● **The task**
Pick out each line in the records that contains the word "vase" and copy those lines.

Lines of data
++++++

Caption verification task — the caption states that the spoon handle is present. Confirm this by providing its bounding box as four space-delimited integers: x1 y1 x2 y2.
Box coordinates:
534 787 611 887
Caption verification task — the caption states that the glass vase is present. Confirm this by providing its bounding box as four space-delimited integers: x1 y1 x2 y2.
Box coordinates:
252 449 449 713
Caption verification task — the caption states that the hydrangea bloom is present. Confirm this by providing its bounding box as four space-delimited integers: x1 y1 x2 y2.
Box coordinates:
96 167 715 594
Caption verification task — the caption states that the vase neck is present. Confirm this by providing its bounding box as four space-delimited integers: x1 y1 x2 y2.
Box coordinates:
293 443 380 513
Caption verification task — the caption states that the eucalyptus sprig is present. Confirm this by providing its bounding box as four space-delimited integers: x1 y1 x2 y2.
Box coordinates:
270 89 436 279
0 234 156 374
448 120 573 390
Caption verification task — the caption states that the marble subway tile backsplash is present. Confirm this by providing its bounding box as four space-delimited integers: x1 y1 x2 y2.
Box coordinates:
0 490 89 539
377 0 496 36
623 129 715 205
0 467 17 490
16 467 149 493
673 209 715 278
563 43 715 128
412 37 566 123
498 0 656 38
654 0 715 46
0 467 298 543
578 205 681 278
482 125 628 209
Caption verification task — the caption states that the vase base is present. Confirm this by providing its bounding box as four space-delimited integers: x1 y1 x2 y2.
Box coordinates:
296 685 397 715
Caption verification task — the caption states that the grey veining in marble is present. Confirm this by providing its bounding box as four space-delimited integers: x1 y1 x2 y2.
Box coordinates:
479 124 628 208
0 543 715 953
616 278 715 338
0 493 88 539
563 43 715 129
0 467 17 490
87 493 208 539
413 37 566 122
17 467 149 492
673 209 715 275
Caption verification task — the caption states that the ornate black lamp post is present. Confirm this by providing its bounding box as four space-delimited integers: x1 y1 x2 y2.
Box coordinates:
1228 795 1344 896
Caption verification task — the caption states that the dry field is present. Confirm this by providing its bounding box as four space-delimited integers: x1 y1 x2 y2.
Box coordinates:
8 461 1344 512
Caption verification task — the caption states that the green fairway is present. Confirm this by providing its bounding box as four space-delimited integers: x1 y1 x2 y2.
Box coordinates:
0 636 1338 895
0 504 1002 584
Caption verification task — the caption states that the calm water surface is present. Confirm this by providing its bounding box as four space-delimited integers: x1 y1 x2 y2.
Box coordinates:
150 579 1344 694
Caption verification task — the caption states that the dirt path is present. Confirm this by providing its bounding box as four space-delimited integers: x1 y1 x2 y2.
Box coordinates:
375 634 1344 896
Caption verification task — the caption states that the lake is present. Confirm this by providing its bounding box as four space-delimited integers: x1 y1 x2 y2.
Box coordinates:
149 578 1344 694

++++++

● **Result below**
Caption verification task — the caption states that the glass vase is present. Confirm this by providing its bounding box as four space-delimited integers: x1 y1 x2 y2.
Caption verification task — the caption states that the vase neck is present. Confirm this by providing its bounding box as four space-delimited integers: x1 y1 x2 y2.
Caption verification task — the caption states that the vase base is present. Confirm this by providing its bounding box as four space-delimited integers: x1 y1 x2 y2.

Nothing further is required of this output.